**Your goal**
Substitute "locator" for every "pointer" in all the records below, and change nothing else. Leave the pictures out of your answer.

##############################

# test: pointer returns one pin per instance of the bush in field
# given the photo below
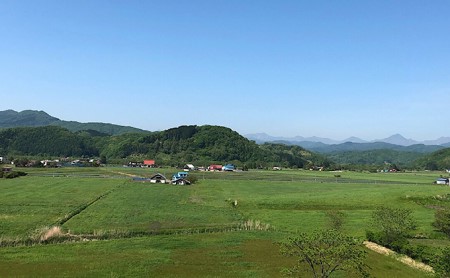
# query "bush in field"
(336, 219)
(442, 265)
(325, 252)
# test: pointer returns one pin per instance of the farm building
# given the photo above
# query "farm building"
(228, 167)
(442, 181)
(158, 178)
(149, 163)
(189, 167)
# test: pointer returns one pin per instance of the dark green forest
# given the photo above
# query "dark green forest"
(201, 145)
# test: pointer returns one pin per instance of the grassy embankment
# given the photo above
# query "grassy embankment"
(162, 230)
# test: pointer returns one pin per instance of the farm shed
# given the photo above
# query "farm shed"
(158, 178)
(442, 181)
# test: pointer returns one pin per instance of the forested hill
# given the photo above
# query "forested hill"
(438, 160)
(201, 145)
(32, 118)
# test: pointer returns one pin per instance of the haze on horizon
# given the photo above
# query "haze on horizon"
(286, 68)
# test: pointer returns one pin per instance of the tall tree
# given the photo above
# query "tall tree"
(325, 252)
(392, 224)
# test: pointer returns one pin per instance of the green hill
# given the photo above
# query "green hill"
(201, 145)
(11, 118)
(31, 118)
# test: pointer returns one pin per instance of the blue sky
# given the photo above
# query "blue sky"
(312, 68)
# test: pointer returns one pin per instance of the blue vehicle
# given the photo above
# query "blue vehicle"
(228, 167)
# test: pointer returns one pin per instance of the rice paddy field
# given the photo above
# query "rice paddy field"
(111, 226)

##############################

**Full response**
# test: locator returns one pin per instance of the bush in field
# given the photo below
# query "bush in field"
(336, 219)
(442, 265)
(325, 252)
# test: locator returns one pin per instance of the farm building
# given the photo above
# query "farm building"
(228, 167)
(442, 181)
(158, 178)
(149, 163)
(189, 167)
# test: locator returns one pin per instance of the dark green forest
# given the photo above
# query "dark green forest"
(201, 145)
# test: locator returns one pin per instance of the grassy embankment
# given the photo above
# query "grassy embankment"
(162, 230)
# test: locator returns one pin per instance of the farm shed
# given the photo above
# query "farm shed"
(158, 178)
(442, 181)
# test: locator returns one pin per instance of the forested hill
# given the photo above
# query "forested hill"
(438, 160)
(201, 145)
(32, 118)
# test: locator returns one pin per instance of the haze on horizon
# given the photo above
# query "haze on horizon"
(286, 68)
# test: locator returns one pin per instance of the tall tree
# given the photo above
# query "tall tree"
(325, 252)
(392, 224)
# test: locator returns one pin per instance of the green hill
# given the photo above
# query "green hill"
(201, 145)
(11, 118)
(31, 118)
# test: locator returns one pin per instance of the blue sky
# given the photo above
# query "blue sky"
(312, 68)
# test: locator returns one pin per instance of the blue vehicle
# given the photo above
# query "blue vehicle"
(228, 167)
# test: locator returns one pin per instance of the rice paddy field
# given the photo above
# query "rice paddy field"
(111, 226)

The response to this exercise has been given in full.